■ Work task:
Look for "Where can you see the stacked" in the entries below. Write out that line and all later lines exactly, ending with the final one.

BEGIN Source records

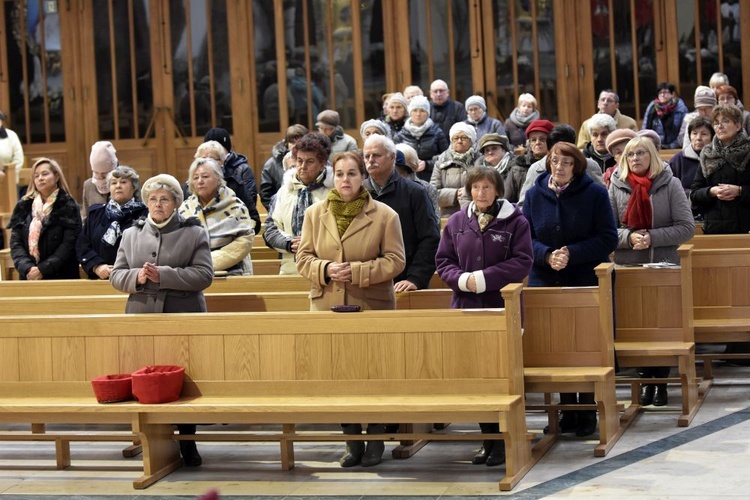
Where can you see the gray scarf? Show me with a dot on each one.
(716, 155)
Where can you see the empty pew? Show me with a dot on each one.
(275, 368)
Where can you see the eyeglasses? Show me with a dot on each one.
(636, 154)
(565, 162)
(724, 122)
(159, 201)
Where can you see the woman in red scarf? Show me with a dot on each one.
(653, 218)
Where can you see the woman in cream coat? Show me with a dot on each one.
(355, 266)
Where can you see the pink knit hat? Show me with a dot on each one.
(103, 158)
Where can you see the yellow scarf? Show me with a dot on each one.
(346, 212)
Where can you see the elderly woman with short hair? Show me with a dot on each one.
(484, 247)
(164, 263)
(653, 218)
(452, 167)
(599, 127)
(102, 231)
(225, 217)
(721, 188)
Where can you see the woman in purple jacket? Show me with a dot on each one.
(484, 247)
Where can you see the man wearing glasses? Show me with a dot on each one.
(445, 111)
(609, 103)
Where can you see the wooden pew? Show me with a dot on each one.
(721, 300)
(275, 368)
(232, 284)
(216, 302)
(568, 346)
(655, 328)
(702, 241)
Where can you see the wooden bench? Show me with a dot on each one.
(655, 328)
(216, 302)
(701, 241)
(568, 346)
(289, 368)
(232, 284)
(721, 300)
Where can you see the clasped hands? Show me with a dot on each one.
(340, 272)
(149, 271)
(558, 259)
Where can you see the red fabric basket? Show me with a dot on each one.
(112, 388)
(158, 384)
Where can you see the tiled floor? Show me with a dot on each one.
(654, 459)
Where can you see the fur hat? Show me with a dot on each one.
(478, 100)
(165, 179)
(103, 158)
(328, 118)
(384, 129)
(419, 102)
(619, 136)
(219, 135)
(494, 140)
(468, 130)
(704, 96)
(651, 135)
(399, 98)
(544, 126)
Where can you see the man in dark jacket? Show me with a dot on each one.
(237, 173)
(444, 110)
(419, 224)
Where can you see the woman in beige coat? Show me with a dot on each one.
(351, 247)
(351, 250)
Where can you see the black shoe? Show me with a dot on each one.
(497, 456)
(190, 455)
(484, 452)
(647, 394)
(660, 396)
(586, 424)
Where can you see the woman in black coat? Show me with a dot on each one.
(100, 238)
(45, 225)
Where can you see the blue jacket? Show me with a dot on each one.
(581, 219)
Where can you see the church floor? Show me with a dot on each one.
(653, 459)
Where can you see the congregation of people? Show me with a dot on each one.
(523, 198)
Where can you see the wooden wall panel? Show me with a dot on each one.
(102, 357)
(387, 358)
(35, 359)
(241, 357)
(424, 356)
(313, 357)
(9, 360)
(68, 358)
(277, 355)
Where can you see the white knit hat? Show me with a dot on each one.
(468, 130)
(103, 158)
(163, 181)
(419, 102)
(476, 100)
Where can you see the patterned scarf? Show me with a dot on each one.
(639, 212)
(345, 212)
(418, 130)
(556, 188)
(40, 210)
(523, 121)
(120, 215)
(736, 154)
(488, 215)
(304, 200)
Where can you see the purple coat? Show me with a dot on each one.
(500, 255)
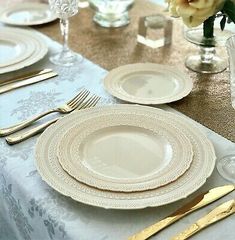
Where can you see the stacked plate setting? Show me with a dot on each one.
(124, 157)
(20, 48)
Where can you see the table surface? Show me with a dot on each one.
(30, 209)
(111, 48)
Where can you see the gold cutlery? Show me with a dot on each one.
(65, 108)
(13, 139)
(198, 202)
(27, 79)
(222, 211)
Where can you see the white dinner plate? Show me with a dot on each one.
(14, 48)
(51, 171)
(124, 150)
(30, 38)
(148, 83)
(27, 14)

END Source records

■ Solution for this problem:
Where can you see the stacked plate setting? Show me with a dot on each one.
(124, 157)
(20, 48)
Where can you see the table surface? Show me with a dot on each one.
(30, 209)
(111, 48)
Where can you see the gold cutlery? Show me with a dot on each one.
(65, 108)
(13, 139)
(198, 202)
(27, 79)
(222, 211)
Where can you see the white dinner plate? Show me with a dot on each one.
(14, 48)
(51, 171)
(124, 150)
(30, 38)
(148, 83)
(27, 14)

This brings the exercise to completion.